(Set exercise) Quote the listing word for word, from the line containing "One point marks each instance of the arched" through the end of the listing, including both of those ends.

(Exercise materials)
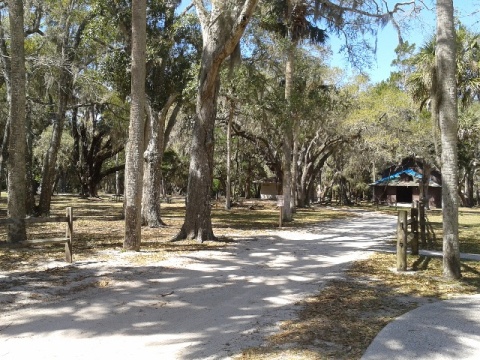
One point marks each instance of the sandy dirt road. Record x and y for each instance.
(204, 305)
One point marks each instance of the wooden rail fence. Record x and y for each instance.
(409, 231)
(67, 239)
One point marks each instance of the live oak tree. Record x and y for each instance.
(135, 145)
(17, 143)
(446, 99)
(223, 23)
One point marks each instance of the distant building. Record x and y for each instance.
(400, 184)
(269, 188)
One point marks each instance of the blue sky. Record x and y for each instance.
(420, 31)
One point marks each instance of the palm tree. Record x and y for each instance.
(422, 82)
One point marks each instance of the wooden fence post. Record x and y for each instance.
(69, 235)
(414, 230)
(402, 240)
(421, 219)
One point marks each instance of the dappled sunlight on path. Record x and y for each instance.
(204, 305)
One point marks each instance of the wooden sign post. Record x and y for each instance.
(280, 205)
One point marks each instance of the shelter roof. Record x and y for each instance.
(407, 177)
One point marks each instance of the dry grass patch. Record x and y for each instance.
(342, 320)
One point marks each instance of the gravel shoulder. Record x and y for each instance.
(204, 305)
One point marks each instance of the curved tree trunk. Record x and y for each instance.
(447, 116)
(17, 145)
(152, 184)
(135, 146)
(222, 27)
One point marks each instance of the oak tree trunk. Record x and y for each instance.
(447, 116)
(223, 24)
(17, 145)
(135, 145)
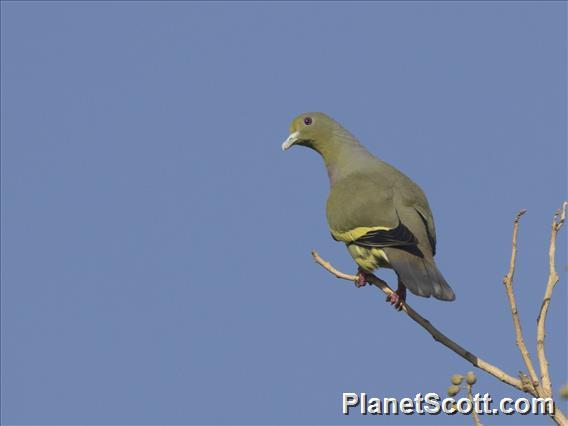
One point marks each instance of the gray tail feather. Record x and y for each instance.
(420, 275)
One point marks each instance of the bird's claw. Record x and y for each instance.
(361, 279)
(398, 298)
(395, 300)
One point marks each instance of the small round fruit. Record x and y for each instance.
(456, 379)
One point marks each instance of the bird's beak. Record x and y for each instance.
(292, 139)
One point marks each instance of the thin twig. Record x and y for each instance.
(424, 323)
(557, 223)
(508, 281)
(474, 414)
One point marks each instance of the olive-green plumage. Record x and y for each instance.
(378, 212)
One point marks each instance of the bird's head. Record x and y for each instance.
(314, 130)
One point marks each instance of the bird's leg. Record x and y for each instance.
(361, 278)
(398, 298)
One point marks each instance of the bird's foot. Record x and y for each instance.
(398, 298)
(361, 278)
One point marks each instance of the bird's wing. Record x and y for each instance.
(381, 207)
(361, 210)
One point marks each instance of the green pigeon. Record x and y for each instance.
(381, 215)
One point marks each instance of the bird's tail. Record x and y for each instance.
(419, 274)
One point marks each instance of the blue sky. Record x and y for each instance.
(156, 242)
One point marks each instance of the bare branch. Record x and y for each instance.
(474, 414)
(508, 281)
(557, 222)
(424, 323)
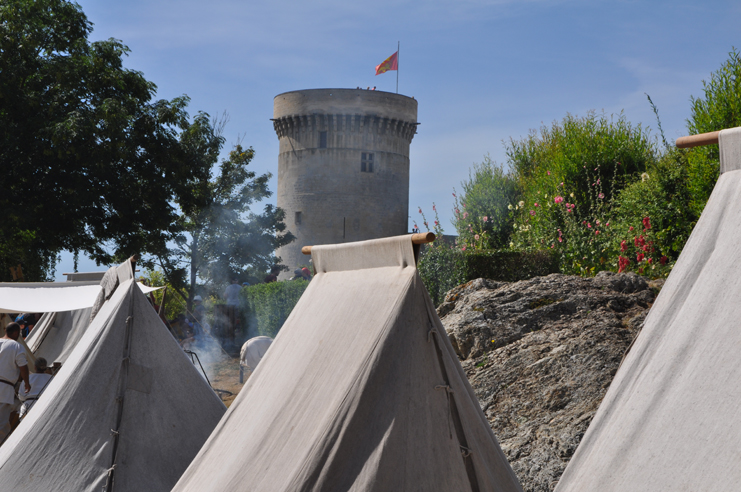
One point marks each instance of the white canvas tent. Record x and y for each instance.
(670, 419)
(67, 308)
(127, 412)
(360, 391)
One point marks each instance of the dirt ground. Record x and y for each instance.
(224, 376)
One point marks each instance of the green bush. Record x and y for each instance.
(610, 149)
(267, 306)
(720, 108)
(659, 200)
(443, 267)
(481, 214)
(508, 266)
(569, 174)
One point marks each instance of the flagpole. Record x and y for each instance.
(398, 46)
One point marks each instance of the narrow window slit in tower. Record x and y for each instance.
(366, 162)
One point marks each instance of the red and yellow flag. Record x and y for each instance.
(390, 63)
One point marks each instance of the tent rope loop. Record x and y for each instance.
(466, 452)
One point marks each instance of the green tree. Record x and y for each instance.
(481, 215)
(222, 237)
(91, 162)
(719, 108)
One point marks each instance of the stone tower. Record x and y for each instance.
(343, 166)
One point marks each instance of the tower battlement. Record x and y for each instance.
(343, 165)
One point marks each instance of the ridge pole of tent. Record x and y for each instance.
(698, 140)
(418, 238)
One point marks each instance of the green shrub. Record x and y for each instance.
(569, 174)
(481, 214)
(267, 306)
(720, 108)
(662, 197)
(443, 267)
(508, 266)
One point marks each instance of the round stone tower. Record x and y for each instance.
(343, 166)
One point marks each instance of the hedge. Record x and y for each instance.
(267, 306)
(442, 269)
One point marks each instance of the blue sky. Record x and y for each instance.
(483, 71)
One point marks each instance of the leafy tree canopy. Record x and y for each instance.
(90, 161)
(719, 108)
(222, 237)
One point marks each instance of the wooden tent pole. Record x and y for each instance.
(419, 238)
(698, 140)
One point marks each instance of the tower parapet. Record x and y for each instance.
(343, 165)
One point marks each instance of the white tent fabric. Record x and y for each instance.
(251, 354)
(57, 334)
(670, 418)
(127, 406)
(360, 391)
(51, 297)
(47, 296)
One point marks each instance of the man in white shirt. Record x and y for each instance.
(39, 380)
(12, 364)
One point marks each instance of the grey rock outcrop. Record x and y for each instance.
(540, 355)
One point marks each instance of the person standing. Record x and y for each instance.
(12, 364)
(231, 294)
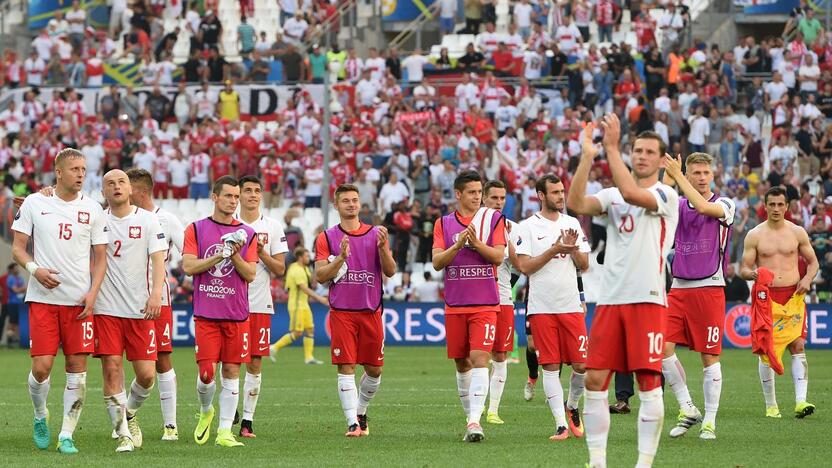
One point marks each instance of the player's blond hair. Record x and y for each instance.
(699, 158)
(66, 154)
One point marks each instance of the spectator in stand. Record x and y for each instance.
(210, 30)
(246, 36)
(447, 16)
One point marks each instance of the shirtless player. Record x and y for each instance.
(775, 245)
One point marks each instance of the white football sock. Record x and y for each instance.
(39, 391)
(463, 385)
(229, 398)
(205, 392)
(597, 427)
(478, 391)
(138, 395)
(349, 398)
(74, 393)
(675, 378)
(712, 388)
(650, 420)
(576, 389)
(554, 396)
(167, 396)
(368, 388)
(800, 376)
(499, 372)
(117, 408)
(767, 381)
(251, 392)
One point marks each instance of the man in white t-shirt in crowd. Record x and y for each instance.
(776, 88)
(551, 249)
(179, 169)
(35, 69)
(424, 95)
(523, 18)
(568, 38)
(533, 62)
(447, 16)
(94, 154)
(414, 64)
(200, 164)
(809, 74)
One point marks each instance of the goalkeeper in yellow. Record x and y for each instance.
(300, 284)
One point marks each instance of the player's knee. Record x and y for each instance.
(206, 371)
(163, 363)
(797, 346)
(648, 380)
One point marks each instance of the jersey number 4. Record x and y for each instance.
(627, 224)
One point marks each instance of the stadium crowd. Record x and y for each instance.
(401, 134)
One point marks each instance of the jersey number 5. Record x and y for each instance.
(65, 231)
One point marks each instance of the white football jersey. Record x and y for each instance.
(553, 289)
(271, 234)
(62, 233)
(128, 281)
(638, 242)
(504, 270)
(175, 236)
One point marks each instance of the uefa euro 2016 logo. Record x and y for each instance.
(222, 269)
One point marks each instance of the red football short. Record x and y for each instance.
(53, 325)
(695, 318)
(261, 333)
(222, 341)
(470, 332)
(560, 338)
(116, 335)
(164, 330)
(504, 337)
(357, 338)
(627, 337)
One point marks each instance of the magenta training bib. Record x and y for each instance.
(360, 289)
(469, 278)
(220, 293)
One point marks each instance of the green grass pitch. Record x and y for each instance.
(416, 420)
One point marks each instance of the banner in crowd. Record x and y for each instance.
(419, 324)
(256, 100)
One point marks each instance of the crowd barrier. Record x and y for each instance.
(423, 324)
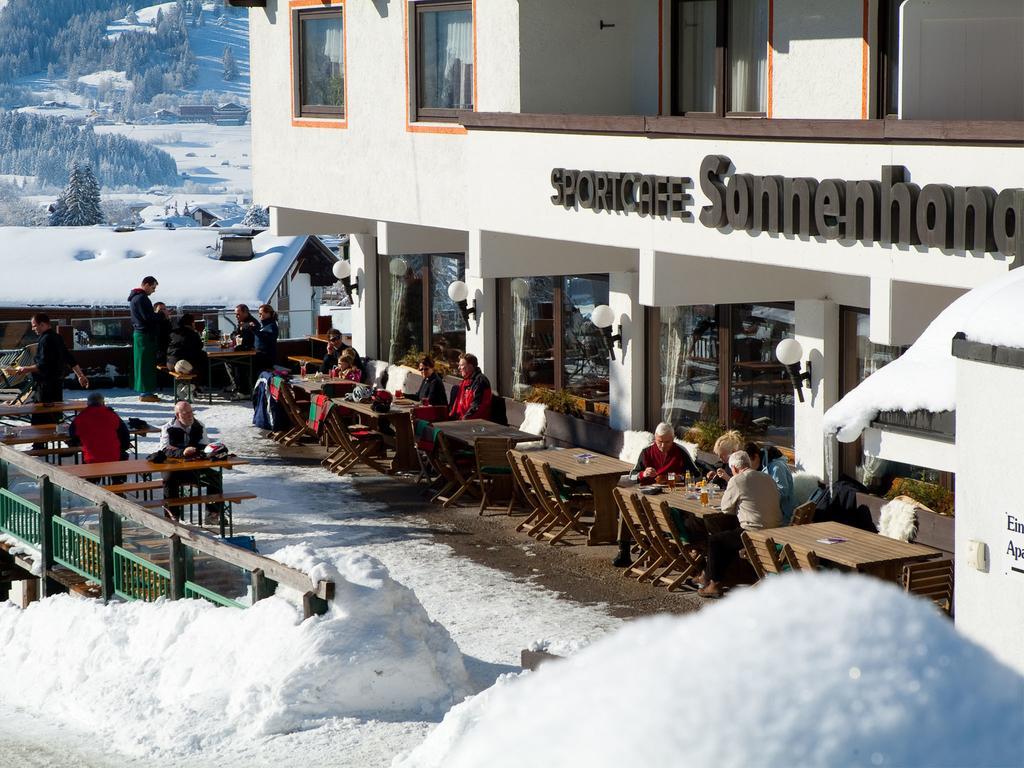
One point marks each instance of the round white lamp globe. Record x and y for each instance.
(602, 316)
(788, 351)
(458, 291)
(342, 269)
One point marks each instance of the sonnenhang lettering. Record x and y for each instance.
(890, 211)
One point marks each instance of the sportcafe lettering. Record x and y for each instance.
(892, 211)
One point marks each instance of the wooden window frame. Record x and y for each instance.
(721, 65)
(419, 113)
(300, 110)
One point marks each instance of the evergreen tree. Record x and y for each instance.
(230, 68)
(256, 217)
(79, 205)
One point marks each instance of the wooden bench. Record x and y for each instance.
(195, 501)
(183, 385)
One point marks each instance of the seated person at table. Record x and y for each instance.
(753, 498)
(100, 432)
(662, 457)
(186, 345)
(184, 437)
(335, 346)
(472, 396)
(726, 444)
(770, 461)
(431, 391)
(346, 368)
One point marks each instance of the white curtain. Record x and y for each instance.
(748, 55)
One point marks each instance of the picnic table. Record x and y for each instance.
(32, 409)
(850, 548)
(399, 417)
(223, 356)
(601, 473)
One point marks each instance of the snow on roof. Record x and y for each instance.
(95, 266)
(924, 378)
(802, 670)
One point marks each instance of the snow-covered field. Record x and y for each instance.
(489, 615)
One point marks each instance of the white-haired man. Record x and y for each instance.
(753, 498)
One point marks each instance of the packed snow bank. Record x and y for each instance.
(803, 670)
(923, 379)
(185, 676)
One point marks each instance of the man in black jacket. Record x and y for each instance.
(184, 437)
(144, 339)
(52, 358)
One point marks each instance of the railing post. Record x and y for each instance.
(177, 567)
(49, 507)
(109, 539)
(312, 605)
(261, 586)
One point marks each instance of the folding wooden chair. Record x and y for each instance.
(763, 555)
(803, 514)
(458, 469)
(562, 515)
(802, 561)
(682, 556)
(932, 579)
(643, 556)
(493, 468)
(525, 488)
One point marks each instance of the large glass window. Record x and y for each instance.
(551, 341)
(720, 56)
(443, 59)
(417, 313)
(320, 56)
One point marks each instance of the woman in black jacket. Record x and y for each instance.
(432, 389)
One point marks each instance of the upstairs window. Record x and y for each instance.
(320, 60)
(443, 59)
(720, 52)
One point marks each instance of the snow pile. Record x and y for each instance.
(184, 262)
(803, 670)
(180, 677)
(923, 379)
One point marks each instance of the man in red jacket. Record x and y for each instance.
(100, 432)
(472, 398)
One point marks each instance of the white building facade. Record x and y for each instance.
(722, 173)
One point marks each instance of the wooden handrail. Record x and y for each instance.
(189, 537)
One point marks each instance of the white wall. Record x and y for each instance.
(989, 605)
(818, 59)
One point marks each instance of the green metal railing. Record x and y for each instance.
(19, 518)
(120, 572)
(77, 549)
(195, 591)
(137, 579)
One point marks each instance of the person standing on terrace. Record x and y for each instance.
(144, 339)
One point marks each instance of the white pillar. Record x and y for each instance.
(482, 333)
(818, 333)
(626, 373)
(363, 255)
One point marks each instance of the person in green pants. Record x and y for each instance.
(144, 339)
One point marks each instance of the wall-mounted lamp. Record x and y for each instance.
(788, 353)
(459, 293)
(603, 316)
(343, 270)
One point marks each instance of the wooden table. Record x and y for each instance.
(222, 355)
(861, 550)
(468, 430)
(143, 467)
(399, 417)
(601, 473)
(31, 409)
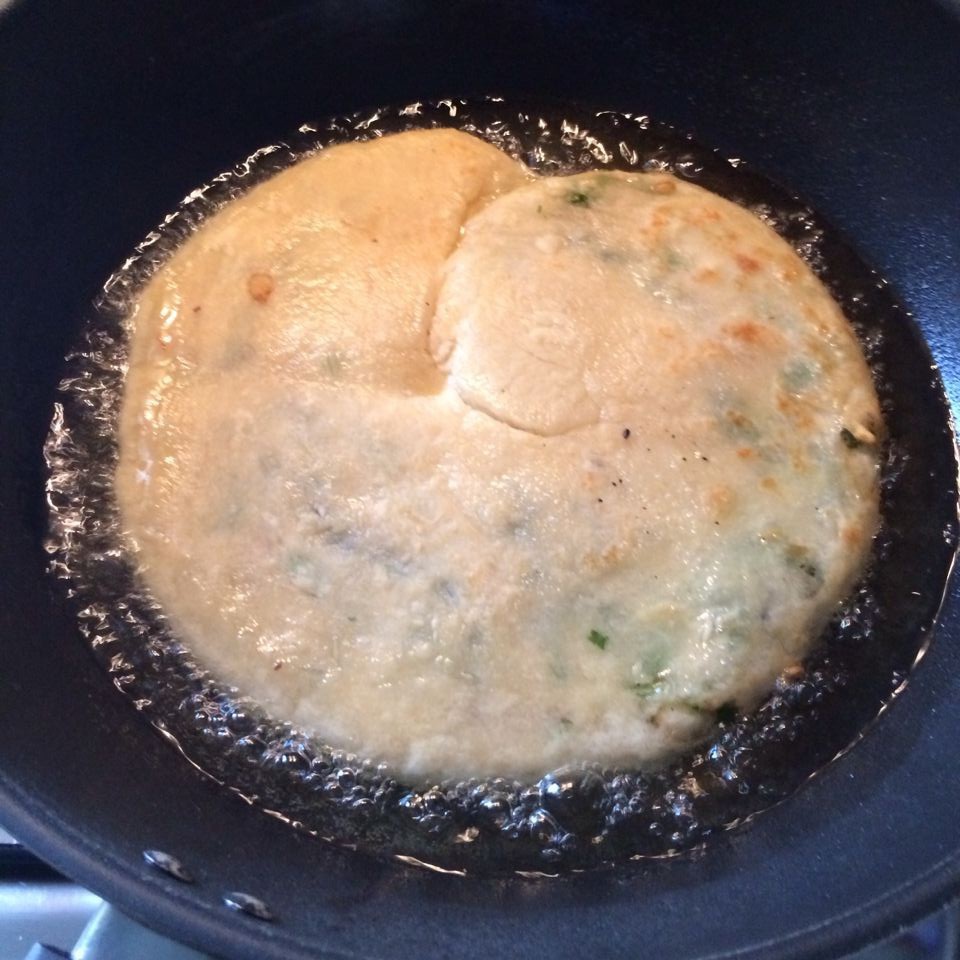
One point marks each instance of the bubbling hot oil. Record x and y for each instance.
(584, 815)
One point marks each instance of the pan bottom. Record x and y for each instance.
(581, 816)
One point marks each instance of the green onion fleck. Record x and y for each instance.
(598, 639)
(849, 440)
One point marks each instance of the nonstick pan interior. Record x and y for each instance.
(109, 122)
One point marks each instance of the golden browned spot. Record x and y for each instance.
(739, 420)
(663, 186)
(260, 286)
(611, 556)
(746, 331)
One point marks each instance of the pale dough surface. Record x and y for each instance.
(479, 473)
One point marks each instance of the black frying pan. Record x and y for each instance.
(108, 115)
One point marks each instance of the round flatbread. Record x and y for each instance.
(479, 473)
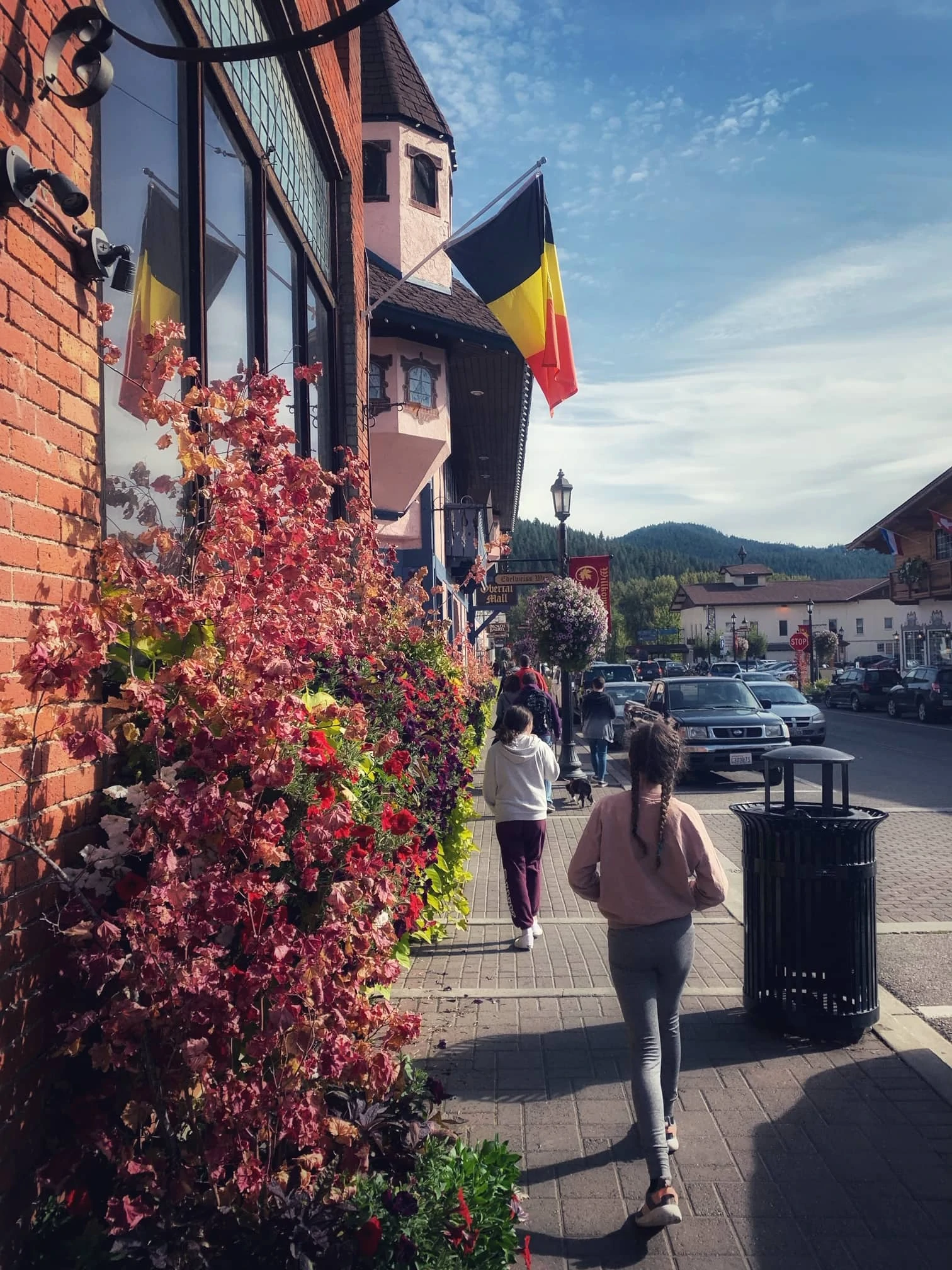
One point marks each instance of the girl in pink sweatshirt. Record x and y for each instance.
(648, 862)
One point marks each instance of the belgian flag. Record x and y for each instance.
(511, 263)
(157, 295)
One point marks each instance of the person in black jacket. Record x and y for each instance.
(598, 714)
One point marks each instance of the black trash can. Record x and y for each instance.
(810, 903)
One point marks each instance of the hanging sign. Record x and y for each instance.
(594, 573)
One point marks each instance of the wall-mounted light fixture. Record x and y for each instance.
(98, 256)
(21, 181)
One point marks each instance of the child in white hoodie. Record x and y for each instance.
(514, 786)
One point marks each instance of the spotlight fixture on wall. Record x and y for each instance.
(99, 255)
(20, 182)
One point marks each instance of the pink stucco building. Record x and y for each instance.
(448, 390)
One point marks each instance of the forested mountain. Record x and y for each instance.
(674, 549)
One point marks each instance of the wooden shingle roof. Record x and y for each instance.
(392, 86)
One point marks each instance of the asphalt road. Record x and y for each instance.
(899, 765)
(897, 760)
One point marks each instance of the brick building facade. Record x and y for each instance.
(253, 173)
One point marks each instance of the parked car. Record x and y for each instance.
(612, 672)
(926, 691)
(622, 694)
(805, 722)
(861, 689)
(723, 724)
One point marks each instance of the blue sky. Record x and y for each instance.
(753, 209)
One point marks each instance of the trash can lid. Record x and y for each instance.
(808, 755)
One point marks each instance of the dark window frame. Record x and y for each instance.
(382, 150)
(264, 192)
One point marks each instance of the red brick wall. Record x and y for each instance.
(48, 527)
(50, 506)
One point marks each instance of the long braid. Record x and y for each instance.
(655, 758)
(667, 790)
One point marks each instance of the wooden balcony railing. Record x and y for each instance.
(934, 585)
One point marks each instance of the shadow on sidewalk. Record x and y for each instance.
(794, 1155)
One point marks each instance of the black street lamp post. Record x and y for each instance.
(569, 766)
(810, 622)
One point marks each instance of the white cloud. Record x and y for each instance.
(798, 415)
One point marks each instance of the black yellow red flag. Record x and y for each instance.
(511, 263)
(157, 295)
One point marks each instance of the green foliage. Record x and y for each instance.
(677, 549)
(487, 1176)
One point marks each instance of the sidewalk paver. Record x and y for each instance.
(795, 1156)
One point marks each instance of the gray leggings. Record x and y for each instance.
(650, 966)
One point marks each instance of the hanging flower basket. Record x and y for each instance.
(569, 624)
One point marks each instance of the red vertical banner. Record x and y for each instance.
(593, 572)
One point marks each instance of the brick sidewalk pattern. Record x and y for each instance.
(794, 1155)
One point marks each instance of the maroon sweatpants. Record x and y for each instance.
(521, 844)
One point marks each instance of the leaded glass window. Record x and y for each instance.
(266, 93)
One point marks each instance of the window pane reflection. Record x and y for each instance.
(318, 394)
(281, 312)
(225, 242)
(140, 182)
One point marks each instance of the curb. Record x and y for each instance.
(900, 1027)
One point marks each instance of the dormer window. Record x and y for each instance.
(375, 172)
(380, 398)
(424, 178)
(421, 382)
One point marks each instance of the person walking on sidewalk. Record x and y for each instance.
(509, 691)
(514, 785)
(598, 714)
(648, 862)
(546, 721)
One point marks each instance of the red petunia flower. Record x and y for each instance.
(368, 1237)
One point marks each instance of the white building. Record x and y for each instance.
(859, 609)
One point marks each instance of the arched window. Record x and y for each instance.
(421, 382)
(424, 181)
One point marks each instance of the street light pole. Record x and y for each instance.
(569, 766)
(810, 621)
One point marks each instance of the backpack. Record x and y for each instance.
(537, 704)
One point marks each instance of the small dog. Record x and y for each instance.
(579, 790)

(Result for this exercise)
One point marks each instance of the arched window. Record x and y for each instance.
(421, 382)
(424, 181)
One point marks each instance of the street light pole. Record x and y for each instance.
(569, 766)
(810, 621)
One point marks each instance of the backpack. Record x and y for each instance.
(537, 704)
One point marks each instance of the small dog. Record x and y for each instance.
(579, 790)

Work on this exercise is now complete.